## Problem requirements
In full and without alteration, transcribe the listing.

--

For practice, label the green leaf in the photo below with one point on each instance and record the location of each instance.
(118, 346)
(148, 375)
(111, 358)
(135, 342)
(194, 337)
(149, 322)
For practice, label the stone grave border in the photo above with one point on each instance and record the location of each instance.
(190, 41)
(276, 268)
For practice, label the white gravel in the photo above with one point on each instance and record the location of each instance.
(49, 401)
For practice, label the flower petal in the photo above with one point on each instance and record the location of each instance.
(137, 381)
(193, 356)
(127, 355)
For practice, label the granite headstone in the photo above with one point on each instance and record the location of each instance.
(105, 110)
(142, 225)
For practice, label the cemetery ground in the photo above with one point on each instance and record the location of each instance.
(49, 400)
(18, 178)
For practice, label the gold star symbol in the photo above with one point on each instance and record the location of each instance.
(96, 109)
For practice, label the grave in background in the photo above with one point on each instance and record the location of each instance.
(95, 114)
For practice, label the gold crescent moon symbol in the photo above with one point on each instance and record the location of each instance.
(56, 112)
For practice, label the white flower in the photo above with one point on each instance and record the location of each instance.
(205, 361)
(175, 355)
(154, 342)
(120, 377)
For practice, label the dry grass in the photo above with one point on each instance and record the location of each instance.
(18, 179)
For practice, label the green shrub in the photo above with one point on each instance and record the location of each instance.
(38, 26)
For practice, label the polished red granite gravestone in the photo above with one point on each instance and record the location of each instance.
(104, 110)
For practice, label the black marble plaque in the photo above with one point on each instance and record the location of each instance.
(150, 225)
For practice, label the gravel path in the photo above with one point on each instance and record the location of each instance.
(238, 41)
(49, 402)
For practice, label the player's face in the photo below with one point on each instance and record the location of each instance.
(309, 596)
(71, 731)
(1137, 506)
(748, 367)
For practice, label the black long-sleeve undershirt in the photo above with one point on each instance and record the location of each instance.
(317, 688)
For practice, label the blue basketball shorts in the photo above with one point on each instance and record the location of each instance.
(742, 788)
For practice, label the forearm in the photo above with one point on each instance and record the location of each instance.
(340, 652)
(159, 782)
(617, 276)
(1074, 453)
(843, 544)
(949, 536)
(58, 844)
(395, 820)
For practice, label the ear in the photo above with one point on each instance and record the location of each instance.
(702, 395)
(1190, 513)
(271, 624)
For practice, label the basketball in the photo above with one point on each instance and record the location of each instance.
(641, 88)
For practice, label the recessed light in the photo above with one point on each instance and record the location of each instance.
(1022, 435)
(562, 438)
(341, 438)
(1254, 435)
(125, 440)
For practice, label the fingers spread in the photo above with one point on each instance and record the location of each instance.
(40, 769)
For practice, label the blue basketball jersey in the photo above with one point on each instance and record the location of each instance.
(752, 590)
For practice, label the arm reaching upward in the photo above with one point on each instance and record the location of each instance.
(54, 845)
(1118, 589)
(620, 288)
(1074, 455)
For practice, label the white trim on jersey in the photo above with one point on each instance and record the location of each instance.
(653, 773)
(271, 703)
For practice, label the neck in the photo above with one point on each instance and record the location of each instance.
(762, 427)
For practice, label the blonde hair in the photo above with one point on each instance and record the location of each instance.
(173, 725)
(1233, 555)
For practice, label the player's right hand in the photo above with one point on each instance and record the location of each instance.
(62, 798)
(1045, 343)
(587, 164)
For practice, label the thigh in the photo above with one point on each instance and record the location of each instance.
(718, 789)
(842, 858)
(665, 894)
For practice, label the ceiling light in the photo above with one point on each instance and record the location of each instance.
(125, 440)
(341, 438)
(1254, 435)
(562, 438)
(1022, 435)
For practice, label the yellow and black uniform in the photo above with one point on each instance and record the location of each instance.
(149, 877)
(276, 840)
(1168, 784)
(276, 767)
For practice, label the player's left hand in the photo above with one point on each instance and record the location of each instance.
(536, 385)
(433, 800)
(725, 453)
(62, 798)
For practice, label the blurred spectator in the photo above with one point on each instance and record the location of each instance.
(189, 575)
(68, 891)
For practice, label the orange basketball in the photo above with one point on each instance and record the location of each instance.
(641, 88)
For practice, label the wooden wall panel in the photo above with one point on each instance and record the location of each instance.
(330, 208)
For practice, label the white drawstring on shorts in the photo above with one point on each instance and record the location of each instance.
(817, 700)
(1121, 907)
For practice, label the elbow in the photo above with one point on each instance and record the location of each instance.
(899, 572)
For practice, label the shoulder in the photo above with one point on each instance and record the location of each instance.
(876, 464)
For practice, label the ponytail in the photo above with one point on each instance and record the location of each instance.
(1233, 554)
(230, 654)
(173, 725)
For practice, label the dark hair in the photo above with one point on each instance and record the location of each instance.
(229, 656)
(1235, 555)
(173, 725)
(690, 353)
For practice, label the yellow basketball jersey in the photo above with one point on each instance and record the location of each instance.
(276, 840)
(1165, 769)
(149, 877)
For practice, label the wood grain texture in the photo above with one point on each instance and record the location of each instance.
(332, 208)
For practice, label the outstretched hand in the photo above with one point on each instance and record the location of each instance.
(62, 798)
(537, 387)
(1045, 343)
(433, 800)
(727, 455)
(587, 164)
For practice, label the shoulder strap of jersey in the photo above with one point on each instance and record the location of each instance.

--

## Written solution
For practice, label the green leaf in the photo below with one point on each instance and record the location of each instance.
(118, 346)
(148, 375)
(111, 358)
(135, 342)
(194, 337)
(149, 322)
For practice, label the stone grave border in the photo above with one point on each instance and record the location of each instance.
(190, 41)
(276, 268)
For practice, label the white gravel in the photo above with one point on each instance and record the location of each instance.
(49, 401)
For practice, label the flower petal in the photo above with one point on each instance and record the location of each instance.
(137, 381)
(193, 356)
(127, 355)
For practice, label the granite headstone in the photo above with one point on each instance and record the location of each instance.
(105, 110)
(142, 225)
For practice, label the cemetery ground in the photo above with one point on each instance and record the location of each instance.
(49, 400)
(18, 178)
For practice, label the gold star symbol in the photo above with one point on each instance and record the location of each instance.
(96, 109)
For practice, label the grave in background in the photo above with one point on each instance and record the location of each instance.
(95, 114)
For practice, label the gold crescent moon symbol in the photo above with one point on each instance and record the location of each instance.
(56, 112)
For practice, label the white flower in the photo above with one point on each instance and record the location of each instance.
(205, 361)
(175, 355)
(154, 342)
(120, 377)
For practice, label the dry grass in the photo above with one point on each instance and record the location of each instance.
(18, 179)
For practice, label the green shrub in the photo above with one point on each instance and record the location of each instance.
(38, 26)
For practice, label the polished red granite gravestone in the photo above with one point on each instance and record the location of each instance.
(104, 110)
For practice, label the black marble plaque in the photo above with one point on each instance and record the location of each instance.
(150, 225)
For practice, label the gravel path in the photo above with one point on each instance and record the location of each instance.
(238, 41)
(49, 402)
For practice, label the player's face in the photo below with one point on each instance and record the location of each instance.
(309, 596)
(71, 731)
(1137, 506)
(748, 367)
For practice, label the black long-sleeve undershirt in the photo above with one point on each instance and record the location of each instance.
(317, 688)
For practice, label the blue basketball shorts in the photo above with one point on each instance and record the location of each instance.
(742, 788)
For practice, label the forearm in the photo above with one point on each instance and record the location of each instance.
(340, 652)
(159, 782)
(617, 276)
(1074, 453)
(843, 544)
(949, 536)
(58, 844)
(395, 820)
For practice, label the ear in the photo above with one point on each instance and record the location of each instance.
(702, 395)
(1190, 513)
(271, 624)
For practice, label the basketball in the photo above with one point on each instance and record the location of each instance.
(641, 88)
For practice, label the recessed light in the photo above with one point on each instance and record the location of each instance.
(1022, 435)
(562, 438)
(341, 438)
(1254, 435)
(125, 440)
For practice, label the fingers spread in the photo above with one point on each instance and record the location of each instance.
(40, 769)
For practice, label the blue basketball jersey in the photo above with one point on each instance and record the location of each instance.
(752, 590)
For practice, label the arm reaching upward in the photo above with one point on each instance and record the location of each instance.
(54, 845)
(1118, 589)
(620, 288)
(1074, 455)
For practice, label the white trim on jersey in the photo above with one point on each instance and record the location of each instance.
(653, 773)
(271, 703)
For practice, label the neck in the photo above with one point on each instance and record the location of each instance.
(762, 427)
For practice, label the blonde hair in the photo above with one point on each instance and record the location of each instance.
(173, 725)
(1233, 555)
For practice, label the player's right hand in the photo above with one point on each instance and record the location of each instance.
(62, 798)
(1045, 343)
(587, 164)
For practice, label the thigh in the photo above with one point on each instance and record the location of each instance.
(718, 789)
(842, 858)
(665, 894)
For practice, label the ceiling light in the photo above with one point on each instance and record the location of each instance.
(125, 440)
(341, 438)
(1254, 435)
(562, 438)
(1022, 435)
For practice, label the yellow and black uniform in the photo above with one point on each instance and record the location of each instance.
(149, 877)
(276, 840)
(1168, 784)
(276, 767)
For practice, label the player's left hand in the photo above with one point on each instance and record the location of each instance.
(536, 385)
(433, 800)
(725, 453)
(62, 798)
For practice, label the blurred spectator in the photo above with one point on each instance and record the location of each instance.
(189, 575)
(68, 891)
For practice, label the orange basketball in the photo above with one point on each instance and record the location of each instance.
(641, 88)
For practice, label the wooden wall panel in the photo above with one point on each instance and record the location of each instance.
(330, 208)
For practice, label the white drawstring on shorts in the photo above with one point on each instance and record the location of each instance.
(817, 700)
(1121, 907)
For practice, label the elbow in the photo above with one point on each instance and record the location of each instance.
(899, 572)
For practice, label the shoulder in the photo above with one point on each instance and record the location of each instance.
(876, 464)
For practice, label the ponytail in the photo above with one point on each instance and record the location of each instance.
(1233, 554)
(230, 654)
(173, 725)
For practice, label the dark hair in the photo above with one point on each instance and record the location of each instance.
(229, 656)
(1235, 555)
(173, 725)
(690, 353)
For practice, label the yellow basketball jersey in the photo above with one point on each instance and record the location of each instance.
(276, 840)
(1165, 769)
(149, 877)
For practice, label the wood grain texture in the photo above with one point on each instance and record the location of each instance.
(332, 208)
For practice, label the outstretched hand in the photo above with one point on each instance and record the location of each instance.
(62, 798)
(537, 387)
(1045, 343)
(433, 800)
(727, 455)
(587, 164)
For practice, label the shoulder strap of jersey in the photo above with one point on each instance and record the location of each instance.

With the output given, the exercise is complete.